» Okuma metni:
****

Hoca Dehhani hakkında bilgi, hoca dehhani kimdir, hoca dehhani'nin şiirleri, hoca dehhaninin eserleri

Klasik Türk edebiyatı, tam bir Divan Edebiyatı atmosferi içinde, Türk dili ile, kesin ve fasılasız olarak XIII. asrın ikinci yarısında Anadolu’da başlamıştır. Bundan evvelki edebiyat sadece İslâmî bir edebiyat olup tam bir divan edebiyatı gibi telakki edilmemelidir.
Bugünkü bilgilere göre, Anadolu’da, yalnız dindışı konularda eserler verip bu yolla kasideler ve gazeller söyleyen ilk divan şairi Hoca Dehhânî’dir.
Hoca Dehhânî aslen Horasanlı bir Türk’tür. Anadolu Selçukularının son hükümdarlarından III. Alaeddin Keykubad zamanında Anadolu’da bulunmuş ve bu hükümdarın adına, Farça ile 20.000 beyitlik bir Selçuklu Şehnamesi yazmıştır.

****

» Listelenen kayıtlar:
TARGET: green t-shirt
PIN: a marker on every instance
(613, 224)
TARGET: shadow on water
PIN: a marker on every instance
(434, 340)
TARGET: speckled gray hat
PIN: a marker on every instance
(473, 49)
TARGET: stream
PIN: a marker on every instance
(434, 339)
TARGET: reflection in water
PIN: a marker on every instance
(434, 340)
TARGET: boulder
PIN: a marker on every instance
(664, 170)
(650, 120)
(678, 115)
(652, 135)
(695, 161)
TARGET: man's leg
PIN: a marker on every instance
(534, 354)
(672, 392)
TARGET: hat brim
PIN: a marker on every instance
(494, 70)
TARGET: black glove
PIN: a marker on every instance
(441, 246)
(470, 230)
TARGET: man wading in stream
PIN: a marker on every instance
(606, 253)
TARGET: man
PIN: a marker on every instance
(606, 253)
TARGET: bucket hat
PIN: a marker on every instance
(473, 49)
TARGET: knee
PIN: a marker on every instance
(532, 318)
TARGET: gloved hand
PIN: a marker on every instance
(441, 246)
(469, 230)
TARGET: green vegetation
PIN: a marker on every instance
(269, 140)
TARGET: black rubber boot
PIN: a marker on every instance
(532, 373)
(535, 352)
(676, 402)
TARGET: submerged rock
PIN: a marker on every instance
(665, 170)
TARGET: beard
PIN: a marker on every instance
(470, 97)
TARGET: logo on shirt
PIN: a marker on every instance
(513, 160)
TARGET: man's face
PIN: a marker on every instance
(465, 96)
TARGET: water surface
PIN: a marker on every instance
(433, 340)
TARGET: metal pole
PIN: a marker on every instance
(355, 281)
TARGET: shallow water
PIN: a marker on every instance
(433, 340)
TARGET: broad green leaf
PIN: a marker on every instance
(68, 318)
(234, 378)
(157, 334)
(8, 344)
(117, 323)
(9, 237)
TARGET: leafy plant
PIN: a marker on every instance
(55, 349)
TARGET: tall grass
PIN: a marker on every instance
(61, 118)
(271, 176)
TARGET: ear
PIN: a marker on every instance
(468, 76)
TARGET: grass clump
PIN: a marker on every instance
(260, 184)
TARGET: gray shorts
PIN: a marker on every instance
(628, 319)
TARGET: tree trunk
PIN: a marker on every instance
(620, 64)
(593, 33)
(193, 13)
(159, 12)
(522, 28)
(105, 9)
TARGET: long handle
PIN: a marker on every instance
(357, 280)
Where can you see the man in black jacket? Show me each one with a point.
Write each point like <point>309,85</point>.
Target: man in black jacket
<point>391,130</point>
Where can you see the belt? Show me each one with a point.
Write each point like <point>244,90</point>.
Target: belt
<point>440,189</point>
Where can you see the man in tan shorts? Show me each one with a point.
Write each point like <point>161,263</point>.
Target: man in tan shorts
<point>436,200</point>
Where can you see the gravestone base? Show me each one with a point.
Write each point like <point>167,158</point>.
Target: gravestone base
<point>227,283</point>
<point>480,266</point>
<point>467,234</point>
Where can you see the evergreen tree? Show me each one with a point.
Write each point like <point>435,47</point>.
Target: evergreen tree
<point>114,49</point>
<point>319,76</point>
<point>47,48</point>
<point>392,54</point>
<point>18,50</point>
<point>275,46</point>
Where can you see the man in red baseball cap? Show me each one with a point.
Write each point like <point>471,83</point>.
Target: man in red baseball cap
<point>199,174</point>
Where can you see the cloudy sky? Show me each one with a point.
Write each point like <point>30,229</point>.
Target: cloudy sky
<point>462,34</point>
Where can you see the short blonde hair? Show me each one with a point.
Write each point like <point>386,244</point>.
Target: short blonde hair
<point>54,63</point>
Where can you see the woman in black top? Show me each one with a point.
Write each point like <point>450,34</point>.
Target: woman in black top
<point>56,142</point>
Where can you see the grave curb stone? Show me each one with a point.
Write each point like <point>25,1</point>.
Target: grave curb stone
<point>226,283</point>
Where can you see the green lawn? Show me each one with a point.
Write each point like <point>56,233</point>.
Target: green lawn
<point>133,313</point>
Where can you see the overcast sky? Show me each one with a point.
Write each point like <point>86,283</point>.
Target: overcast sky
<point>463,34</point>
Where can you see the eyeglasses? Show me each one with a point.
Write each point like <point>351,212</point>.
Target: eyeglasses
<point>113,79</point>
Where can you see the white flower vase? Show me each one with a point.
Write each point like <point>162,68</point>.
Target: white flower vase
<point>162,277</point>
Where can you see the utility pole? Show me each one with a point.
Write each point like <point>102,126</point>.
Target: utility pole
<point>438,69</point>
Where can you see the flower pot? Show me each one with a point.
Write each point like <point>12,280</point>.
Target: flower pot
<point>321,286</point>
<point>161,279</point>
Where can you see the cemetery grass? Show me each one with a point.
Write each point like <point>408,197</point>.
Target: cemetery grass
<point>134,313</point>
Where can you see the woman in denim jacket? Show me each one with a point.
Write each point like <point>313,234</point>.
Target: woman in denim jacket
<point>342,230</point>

****

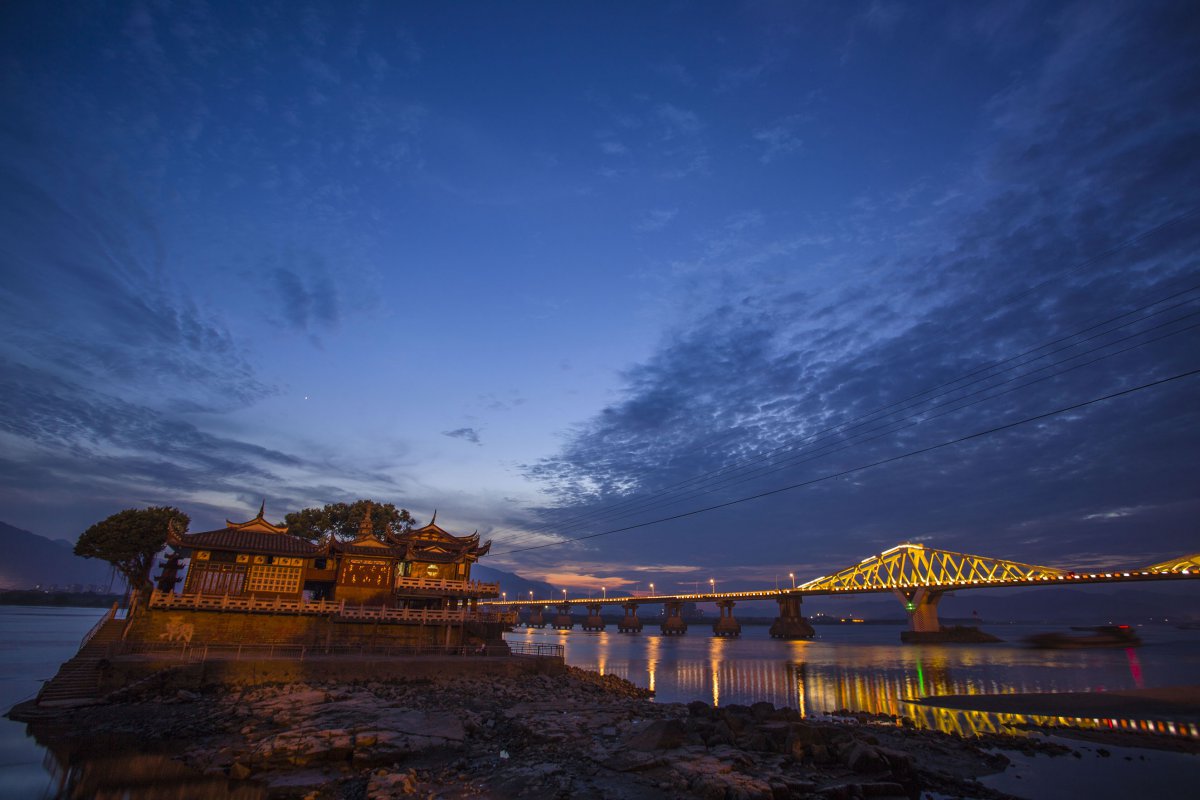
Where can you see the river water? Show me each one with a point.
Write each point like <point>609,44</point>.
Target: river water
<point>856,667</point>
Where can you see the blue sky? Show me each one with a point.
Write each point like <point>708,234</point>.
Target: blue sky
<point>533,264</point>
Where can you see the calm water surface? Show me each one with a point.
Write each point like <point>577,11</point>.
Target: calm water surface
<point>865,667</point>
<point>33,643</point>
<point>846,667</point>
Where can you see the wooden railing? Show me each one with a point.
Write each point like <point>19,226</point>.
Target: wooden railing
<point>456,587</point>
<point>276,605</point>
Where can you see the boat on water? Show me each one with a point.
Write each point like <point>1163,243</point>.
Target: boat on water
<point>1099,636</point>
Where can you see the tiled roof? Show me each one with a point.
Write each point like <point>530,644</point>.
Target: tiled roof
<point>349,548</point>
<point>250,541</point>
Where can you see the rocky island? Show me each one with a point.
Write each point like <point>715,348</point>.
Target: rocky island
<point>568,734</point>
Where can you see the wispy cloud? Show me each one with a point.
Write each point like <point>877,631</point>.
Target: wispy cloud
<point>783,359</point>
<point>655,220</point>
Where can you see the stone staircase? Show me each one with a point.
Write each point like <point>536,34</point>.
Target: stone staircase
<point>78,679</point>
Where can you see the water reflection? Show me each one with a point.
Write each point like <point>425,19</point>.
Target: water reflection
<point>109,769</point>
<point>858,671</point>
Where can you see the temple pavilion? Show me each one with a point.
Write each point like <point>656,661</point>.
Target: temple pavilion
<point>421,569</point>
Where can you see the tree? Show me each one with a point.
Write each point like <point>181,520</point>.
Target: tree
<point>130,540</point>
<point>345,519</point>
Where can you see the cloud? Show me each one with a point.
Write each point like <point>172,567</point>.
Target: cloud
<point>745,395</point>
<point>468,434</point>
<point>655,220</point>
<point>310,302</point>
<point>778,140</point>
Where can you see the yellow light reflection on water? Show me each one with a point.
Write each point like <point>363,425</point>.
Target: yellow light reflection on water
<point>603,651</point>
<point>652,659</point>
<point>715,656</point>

****

» Görevleriniz:
- a) Okuma metninde "Hoca Dehhânî aslen Horasanlı" ile başlayan paragrafı, ana bilgilerini koruyarak madde listesi hâlinde yeniden yazın.
- b) Okuma metninden "Klasik Türk edebiyatı, tam" ile "şairi Hoca Dehhânî’dir." arasındaki bölümü, bu iki ifade de dahil olmak üzere aynen çıkarın.
Yanıtlarken yalnızca okuma metnindeki bilgilere dayanın.

» Alıştırma sonuçları:
- a)
- Hoca Dehhânî aslen Horasanlı bir Türk'tür.
- Son Anadolu Selçuklu hükümdarlarından III. Alaeddin Keykubad zamanında Anadolu'da bulunmuştur.
- Bu hükümdar adına Farsça, 20.000 beyitlik bir Selçuklu Şehnamesi yazmıştır.

- b)
Klasik Türk edebiyatı, tam bir Divan Edebiyatı atmosferi içinde, Türk dili ile, kesin ve fasılasız olarak XIII. asrın ikinci yarısında Anadolu’da başlamıştır. Bundan evvelki edebiyat sadece İslâmî bir edebiyat olup tam bir divan edebiyatı gibi telakki edilmemelidir.
Bugünkü bilgilere göre, Anadolu’da, yalnız dindışı konularda eserler verip bu yolla kasideler ve gazeller söyleyen ilk divan şairi Hoca Dehhânî’dir.